TASK STATEMENT:
Extract every line from the rows below that contains the string "straw", treating uppercase and lowercase letters as distinct.

#####

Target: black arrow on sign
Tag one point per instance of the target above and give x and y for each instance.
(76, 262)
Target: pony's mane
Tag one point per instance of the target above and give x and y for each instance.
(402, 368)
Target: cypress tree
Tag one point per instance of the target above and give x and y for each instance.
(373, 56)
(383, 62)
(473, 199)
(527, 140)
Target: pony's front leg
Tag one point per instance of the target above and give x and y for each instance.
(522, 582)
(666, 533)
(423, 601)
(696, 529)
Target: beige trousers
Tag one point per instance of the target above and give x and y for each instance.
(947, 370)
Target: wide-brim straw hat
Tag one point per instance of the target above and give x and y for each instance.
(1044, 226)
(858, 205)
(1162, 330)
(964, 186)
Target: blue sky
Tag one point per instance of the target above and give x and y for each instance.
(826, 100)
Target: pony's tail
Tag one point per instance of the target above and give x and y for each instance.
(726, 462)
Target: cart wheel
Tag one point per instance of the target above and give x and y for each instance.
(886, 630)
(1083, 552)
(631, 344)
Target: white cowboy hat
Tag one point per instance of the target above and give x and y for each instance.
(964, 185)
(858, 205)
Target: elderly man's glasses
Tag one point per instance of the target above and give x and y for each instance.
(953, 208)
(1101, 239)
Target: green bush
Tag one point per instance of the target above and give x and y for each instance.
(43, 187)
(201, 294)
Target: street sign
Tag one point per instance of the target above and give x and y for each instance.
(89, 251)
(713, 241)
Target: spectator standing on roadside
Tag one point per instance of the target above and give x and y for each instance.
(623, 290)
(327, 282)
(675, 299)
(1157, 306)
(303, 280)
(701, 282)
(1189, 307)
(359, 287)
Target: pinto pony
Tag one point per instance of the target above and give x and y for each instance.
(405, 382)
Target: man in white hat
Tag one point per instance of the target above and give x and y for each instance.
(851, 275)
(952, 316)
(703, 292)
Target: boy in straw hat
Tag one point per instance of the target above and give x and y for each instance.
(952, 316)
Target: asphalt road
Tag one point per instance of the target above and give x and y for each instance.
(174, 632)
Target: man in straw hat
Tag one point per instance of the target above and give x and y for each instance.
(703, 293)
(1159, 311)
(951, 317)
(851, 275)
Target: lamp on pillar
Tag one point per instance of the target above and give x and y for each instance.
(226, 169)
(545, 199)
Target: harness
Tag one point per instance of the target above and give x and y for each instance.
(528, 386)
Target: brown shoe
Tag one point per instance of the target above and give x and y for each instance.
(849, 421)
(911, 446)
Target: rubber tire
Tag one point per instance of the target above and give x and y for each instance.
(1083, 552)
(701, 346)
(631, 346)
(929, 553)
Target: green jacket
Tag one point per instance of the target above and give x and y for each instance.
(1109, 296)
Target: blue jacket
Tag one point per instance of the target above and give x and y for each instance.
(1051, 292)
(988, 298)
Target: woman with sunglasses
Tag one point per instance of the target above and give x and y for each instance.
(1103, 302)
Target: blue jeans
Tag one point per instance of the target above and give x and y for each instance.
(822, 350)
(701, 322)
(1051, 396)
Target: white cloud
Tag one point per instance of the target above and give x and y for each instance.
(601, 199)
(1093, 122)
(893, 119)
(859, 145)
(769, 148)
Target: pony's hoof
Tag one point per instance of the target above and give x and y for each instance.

#####

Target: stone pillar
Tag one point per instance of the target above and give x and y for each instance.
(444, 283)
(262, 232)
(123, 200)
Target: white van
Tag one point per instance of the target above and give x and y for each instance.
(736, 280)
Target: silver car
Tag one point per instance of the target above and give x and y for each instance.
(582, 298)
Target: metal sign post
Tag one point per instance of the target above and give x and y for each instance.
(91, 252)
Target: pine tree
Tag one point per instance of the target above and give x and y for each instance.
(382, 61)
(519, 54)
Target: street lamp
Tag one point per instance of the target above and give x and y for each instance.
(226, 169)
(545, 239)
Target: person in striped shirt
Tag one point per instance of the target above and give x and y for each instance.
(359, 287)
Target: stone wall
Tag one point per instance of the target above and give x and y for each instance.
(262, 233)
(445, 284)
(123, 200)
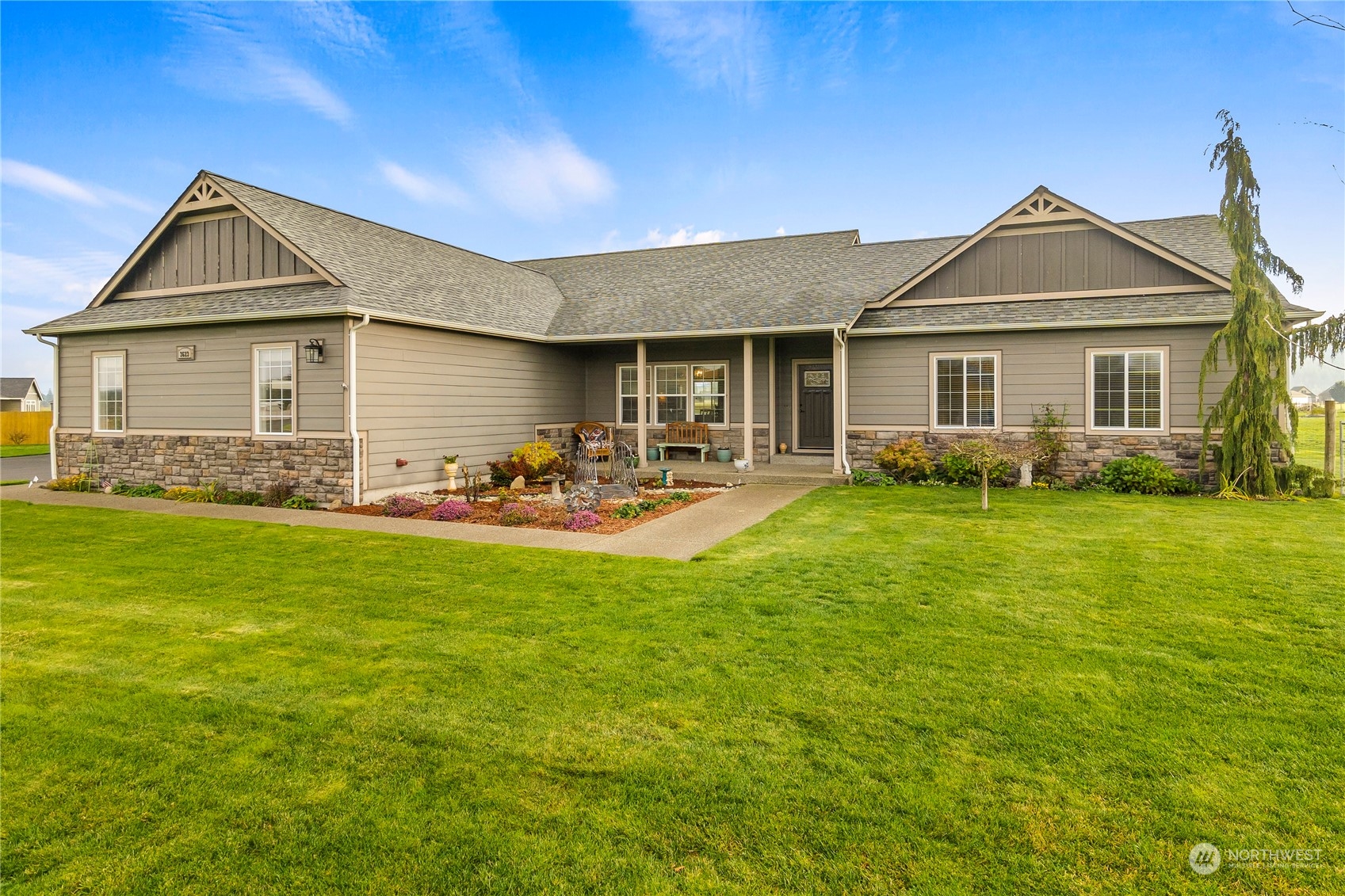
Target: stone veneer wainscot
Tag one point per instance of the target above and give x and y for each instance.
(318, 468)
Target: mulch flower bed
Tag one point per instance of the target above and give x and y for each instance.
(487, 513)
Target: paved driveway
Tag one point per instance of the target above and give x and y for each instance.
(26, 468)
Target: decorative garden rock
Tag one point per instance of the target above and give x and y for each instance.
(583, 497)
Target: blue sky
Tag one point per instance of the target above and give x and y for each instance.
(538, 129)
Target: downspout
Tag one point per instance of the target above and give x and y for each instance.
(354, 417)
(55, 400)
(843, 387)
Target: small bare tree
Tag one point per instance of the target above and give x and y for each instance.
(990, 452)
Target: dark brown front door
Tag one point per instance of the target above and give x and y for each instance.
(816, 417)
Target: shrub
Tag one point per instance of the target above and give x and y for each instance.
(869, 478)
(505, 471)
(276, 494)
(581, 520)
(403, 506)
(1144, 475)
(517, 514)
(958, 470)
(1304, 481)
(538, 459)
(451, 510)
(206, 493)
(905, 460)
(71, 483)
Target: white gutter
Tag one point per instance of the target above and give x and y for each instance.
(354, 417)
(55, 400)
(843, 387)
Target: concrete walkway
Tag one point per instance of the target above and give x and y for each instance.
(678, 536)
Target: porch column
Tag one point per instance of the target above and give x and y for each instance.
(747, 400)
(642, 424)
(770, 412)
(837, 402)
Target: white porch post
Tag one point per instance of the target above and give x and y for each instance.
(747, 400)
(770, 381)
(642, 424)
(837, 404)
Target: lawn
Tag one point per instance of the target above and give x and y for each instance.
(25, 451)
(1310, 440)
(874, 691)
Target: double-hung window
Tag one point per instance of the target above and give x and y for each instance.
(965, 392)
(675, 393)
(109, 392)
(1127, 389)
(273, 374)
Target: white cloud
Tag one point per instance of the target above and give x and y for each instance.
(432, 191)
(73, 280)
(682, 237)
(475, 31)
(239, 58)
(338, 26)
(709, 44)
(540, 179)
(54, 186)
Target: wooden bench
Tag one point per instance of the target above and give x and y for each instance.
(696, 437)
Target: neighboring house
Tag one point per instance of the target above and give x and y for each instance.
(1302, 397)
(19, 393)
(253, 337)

#####

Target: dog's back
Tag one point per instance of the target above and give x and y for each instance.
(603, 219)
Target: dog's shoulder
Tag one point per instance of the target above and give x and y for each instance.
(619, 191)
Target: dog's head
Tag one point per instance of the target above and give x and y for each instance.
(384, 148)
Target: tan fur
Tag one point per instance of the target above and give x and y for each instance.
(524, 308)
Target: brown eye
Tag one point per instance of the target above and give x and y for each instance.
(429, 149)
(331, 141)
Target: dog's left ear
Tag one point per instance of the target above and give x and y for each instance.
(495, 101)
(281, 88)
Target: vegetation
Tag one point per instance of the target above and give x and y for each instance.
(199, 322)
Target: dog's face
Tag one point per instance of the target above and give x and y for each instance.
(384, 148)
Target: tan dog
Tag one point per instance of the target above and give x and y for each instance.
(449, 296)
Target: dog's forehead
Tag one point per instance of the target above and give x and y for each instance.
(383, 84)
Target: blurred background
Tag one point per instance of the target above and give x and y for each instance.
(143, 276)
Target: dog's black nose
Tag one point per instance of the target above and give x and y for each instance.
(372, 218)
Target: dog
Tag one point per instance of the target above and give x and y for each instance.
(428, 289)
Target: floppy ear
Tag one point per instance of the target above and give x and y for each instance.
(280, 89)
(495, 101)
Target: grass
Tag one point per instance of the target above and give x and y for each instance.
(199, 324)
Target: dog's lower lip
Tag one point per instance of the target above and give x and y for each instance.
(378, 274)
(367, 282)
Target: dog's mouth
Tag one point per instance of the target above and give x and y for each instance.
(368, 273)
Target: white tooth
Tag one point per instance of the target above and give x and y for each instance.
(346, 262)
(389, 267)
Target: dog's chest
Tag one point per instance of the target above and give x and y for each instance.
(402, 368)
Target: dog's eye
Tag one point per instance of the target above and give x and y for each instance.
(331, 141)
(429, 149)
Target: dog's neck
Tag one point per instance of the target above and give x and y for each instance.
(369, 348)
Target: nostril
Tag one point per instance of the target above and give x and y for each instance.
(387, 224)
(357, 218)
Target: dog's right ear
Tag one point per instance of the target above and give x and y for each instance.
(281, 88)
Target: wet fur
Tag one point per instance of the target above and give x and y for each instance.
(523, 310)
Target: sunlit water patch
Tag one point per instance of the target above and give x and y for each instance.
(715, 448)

#####

COMPLETE ANSWER:
Target: wide-brim straw hat
Target: boy in straw hat
Target: man in straw hat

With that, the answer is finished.